::: The input :::

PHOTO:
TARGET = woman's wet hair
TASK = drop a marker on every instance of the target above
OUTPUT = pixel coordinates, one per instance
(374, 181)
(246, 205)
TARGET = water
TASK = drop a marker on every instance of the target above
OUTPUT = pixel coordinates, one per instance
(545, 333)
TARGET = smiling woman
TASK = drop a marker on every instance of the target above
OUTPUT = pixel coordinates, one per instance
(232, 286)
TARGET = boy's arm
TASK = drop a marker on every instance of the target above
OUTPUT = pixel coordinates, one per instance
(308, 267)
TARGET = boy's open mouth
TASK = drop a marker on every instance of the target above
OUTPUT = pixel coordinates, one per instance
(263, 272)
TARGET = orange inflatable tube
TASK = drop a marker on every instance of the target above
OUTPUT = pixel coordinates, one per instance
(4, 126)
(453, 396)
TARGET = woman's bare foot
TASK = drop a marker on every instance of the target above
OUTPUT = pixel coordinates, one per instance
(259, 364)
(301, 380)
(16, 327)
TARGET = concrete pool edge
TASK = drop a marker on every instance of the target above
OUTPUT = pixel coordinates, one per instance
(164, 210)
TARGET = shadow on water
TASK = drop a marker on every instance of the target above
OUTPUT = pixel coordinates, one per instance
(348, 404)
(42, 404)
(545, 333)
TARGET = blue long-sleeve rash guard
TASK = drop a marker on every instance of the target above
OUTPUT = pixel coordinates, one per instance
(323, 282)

:::

→ **Request**
Can you turn the listing, starting at the line containing "TARGET = shadow on water" and ending at the end of the listing, into a two-column CSV with columns named "prompt" and "response"? Each entry gets one row, with its text and its answer each in a single quoted field and all line breaks replaced by spaces.

→ **Final answer**
prompt,response
"TARGET = shadow on water TASK = drop a marker on every instance of the target above OUTPUT = pixel coordinates, one per instance","(348, 404) (42, 404) (545, 333)"
"TARGET = blue long-sleeve rash guard TASK = drop a marker on every instance of the target above OUTPUT = pixel coordinates, one per instance","(323, 282)"